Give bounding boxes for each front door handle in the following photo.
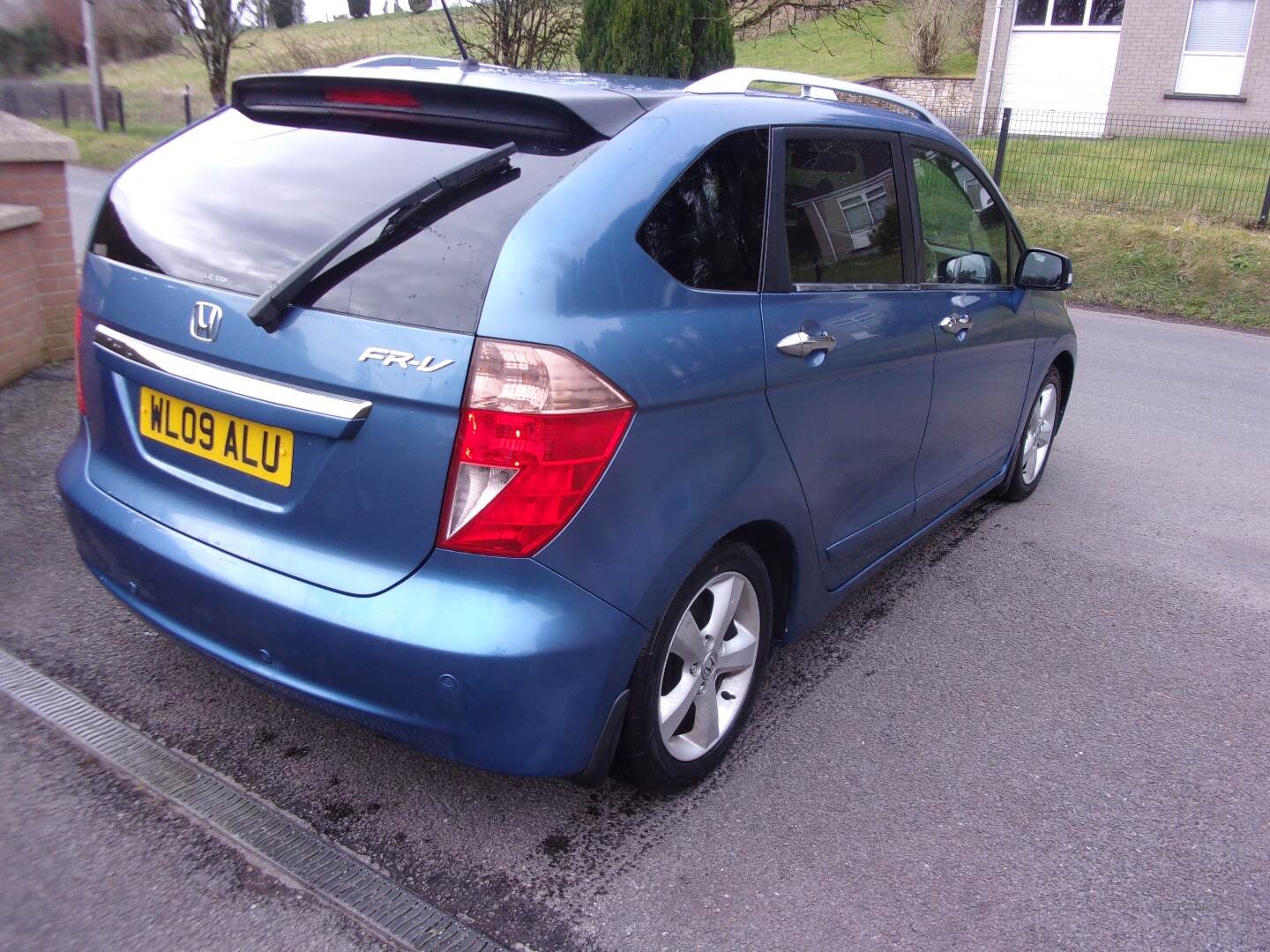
[776,330,838,357]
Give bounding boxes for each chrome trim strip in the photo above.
[684,66,947,132]
[93,324,372,420]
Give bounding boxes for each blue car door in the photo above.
[762,127,935,588]
[904,138,1036,524]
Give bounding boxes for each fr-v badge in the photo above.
[357,346,453,373]
[190,301,222,344]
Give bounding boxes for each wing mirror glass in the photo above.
[938,251,1001,285]
[1015,248,1072,291]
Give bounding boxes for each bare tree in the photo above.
[728,0,892,37]
[459,0,582,70]
[154,0,258,106]
[894,0,961,76]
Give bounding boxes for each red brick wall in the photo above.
[0,161,78,382]
[0,225,44,383]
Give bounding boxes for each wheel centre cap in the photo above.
[698,651,719,693]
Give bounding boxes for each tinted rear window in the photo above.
[92,109,597,332]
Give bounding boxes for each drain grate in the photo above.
[0,650,505,952]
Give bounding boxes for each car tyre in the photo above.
[617,542,773,793]
[1001,367,1063,502]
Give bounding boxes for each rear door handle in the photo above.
[776,330,838,357]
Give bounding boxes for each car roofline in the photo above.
[684,66,950,132]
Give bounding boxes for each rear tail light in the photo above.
[323,86,419,109]
[437,338,635,556]
[75,307,87,415]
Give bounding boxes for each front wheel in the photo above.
[617,542,773,793]
[1001,367,1063,502]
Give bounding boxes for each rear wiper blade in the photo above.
[246,142,516,334]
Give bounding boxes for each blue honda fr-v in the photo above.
[58,56,1076,791]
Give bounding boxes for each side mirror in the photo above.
[1015,248,1072,291]
[938,251,1001,285]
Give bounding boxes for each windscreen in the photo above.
[90,109,598,332]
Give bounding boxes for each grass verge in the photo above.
[37,119,178,171]
[1015,205,1270,330]
[49,4,975,123]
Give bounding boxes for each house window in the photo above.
[1177,0,1256,96]
[1015,0,1124,29]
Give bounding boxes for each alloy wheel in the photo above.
[658,572,762,761]
[1022,383,1058,487]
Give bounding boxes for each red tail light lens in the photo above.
[437,340,635,556]
[324,86,419,109]
[75,307,87,415]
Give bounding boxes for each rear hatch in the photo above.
[81,80,600,594]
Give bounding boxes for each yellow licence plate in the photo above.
[138,387,296,487]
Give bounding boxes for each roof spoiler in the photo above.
[231,70,612,142]
[687,66,947,132]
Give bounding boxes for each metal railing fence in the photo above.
[7,80,1270,227]
[940,109,1270,227]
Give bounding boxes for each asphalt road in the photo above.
[7,170,1270,949]
[0,312,1270,949]
[66,165,115,255]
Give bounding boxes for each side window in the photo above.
[636,130,767,291]
[913,147,1010,285]
[785,136,904,285]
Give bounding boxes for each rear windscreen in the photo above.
[90,109,598,332]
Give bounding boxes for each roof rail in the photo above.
[686,66,947,130]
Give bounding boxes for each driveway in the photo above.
[66,165,115,259]
[0,311,1270,949]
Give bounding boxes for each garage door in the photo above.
[1001,28,1120,136]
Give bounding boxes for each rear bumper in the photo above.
[57,432,647,776]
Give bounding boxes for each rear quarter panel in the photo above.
[480,100,825,642]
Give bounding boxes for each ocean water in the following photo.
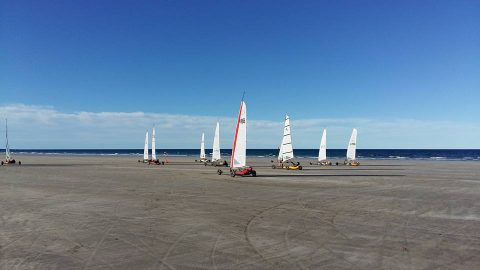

**Problem statement**
Put every line of the records above into a Markdown table with two columns, Row and Entry, numbering each row and skipping blank lines. Leave the pictures out.

**Completed exercise**
| Row | Entry |
|---|---|
| 1 | Give bounding boxes for each front door handle in the following photo. |
| 2 | [776,330,838,357] |
| 3 | Give bounding boxes for each chrome trim strip in the photo above. |
| 4 | [684,66,947,132] |
| 5 | [93,324,372,420] |
| 6 | Give bounding boxes for each blue car door in the photo above. |
| 7 | [762,127,935,588] |
| 8 | [904,138,1036,524] |
| 9 | Give bounding boxes for each fr-v badge in the photo above. |
| 10 | [357,346,453,373] |
| 11 | [190,301,222,344] |
| 12 | Give bounding boxes for each wing mirror glass in the photo above. |
| 13 | [938,251,1001,285] |
| 14 | [1015,248,1072,291] |
| 15 | Give bounding boxes for each bare tree in the photo above. |
| 16 | [728,0,892,37] |
| 17 | [459,0,582,70] |
| 18 | [154,0,258,106] |
| 19 | [894,0,961,76] |
| 20 | Give bounding boxes for each red brick wall in the photo above. |
| 21 | [0,161,78,382] |
| 22 | [0,225,44,383] |
| 23 | Give bounding boxes for each wheel centre cap in the photo above. |
| 24 | [698,651,719,693] |
| 25 | Give bounding boxes for each tinted rear window in the photo above. |
| 26 | [92,109,597,332] |
| 27 | Give bounding boxes for each drain grate in the photo above. |
| 28 | [0,650,505,952] |
| 29 | Give bounding boxes for each car tyre in the photo above. |
| 30 | [617,542,773,793] |
| 31 | [1001,367,1063,502] |
| 32 | Give bounding boxes for each rear door handle in the photo above. |
| 33 | [776,330,838,357] |
| 34 | Give bounding boxes for each car roofline in the photo above. |
| 35 | [684,66,950,132] |
| 36 | Give bounding boxes for each rear tail light in the photo above. |
| 37 | [323,86,419,109] |
| 38 | [437,338,635,556] |
| 39 | [75,307,87,415] |
| 40 | Give bounding boxes for each front wheel in the photo above. |
| 41 | [617,542,773,793] |
| 42 | [1001,367,1063,502] |
| 43 | Give bounding boxes for each rear wiper blade in the photo above. |
| 44 | [246,142,516,334] |
| 45 | Give bounding boxes for each blue honda fr-v in the photo above. |
| 46 | [58,56,1076,791] |
| 47 | Give bounding boxes for each side mirror in the photo above. |
| 48 | [1015,248,1072,291] |
| 49 | [938,251,1001,285] |
| 50 | Give bounding boxes for each windscreen in the photo above. |
| 51 | [90,109,598,332] |
| 52 | Give bounding boxes for each grass verge in the photo above. |
| 53 | [37,119,178,171] |
| 54 | [1015,205,1270,330] |
| 55 | [49,4,975,123] |
| 56 | Give bounding boxes for each house window in the photo above. |
| 57 | [1177,0,1256,96] |
| 58 | [1015,0,1124,29] |
| 59 | Give bounding boxes for each alloy wheel in the photo above. |
| 60 | [658,572,762,761] |
| 61 | [1022,383,1058,487] |
| 62 | Give bounding boxes for each red tail light lens in the photo above. |
| 63 | [437,340,635,556] |
| 64 | [324,86,419,109] |
| 65 | [75,307,87,415] |
| 66 | Give bounding boxes for each rear hatch in the photo above. |
| 67 | [81,80,600,594] |
| 68 | Give bounding boxes for each yellow licence plate in the photo above. |
| 69 | [138,387,296,487] |
| 70 | Give bounding boxes for each roof spoiler in the photo above. |
| 71 | [231,70,612,142] |
| 72 | [687,66,947,132] |
| 73 | Give bounding boxes for each metal railing fence in the photo above. |
| 74 | [7,80,1270,227] |
| 75 | [940,109,1270,227] |
| 76 | Give bounding boxes for each asphalt road in the photo above. |
| 77 | [7,170,1270,949] |
| 78 | [0,312,1270,949] |
| 79 | [66,165,115,255] |
| 80 | Give bounding boxes for each side window in the photo above. |
| 81 | [636,130,767,291] |
| 82 | [913,147,1010,285] |
| 83 | [785,136,904,285] |
| 84 | Give bounding boxes for each rear windscreen in the photo above. |
| 85 | [90,109,598,332] |
| 86 | Give bounding boxes for each roof rail in the photo above. |
| 87 | [686,66,947,130] |
| 88 | Give bounding boxes for each driveway in the photo above. |
| 89 | [66,165,115,259] |
| 90 | [0,311,1270,949] |
| 91 | Give bounding boxes for each garage door in the photo above. |
| 92 | [1001,28,1120,136] |
| 93 | Give bounding boxes for each rear bumper in the photo above. |
| 94 | [57,432,647,776] |
| 95 | Give bounding boxes for each rear quarter panel in the photo above. |
| 96 | [480,100,825,642] |
| 97 | Give bounding boxes for each ocean water in the following photo. |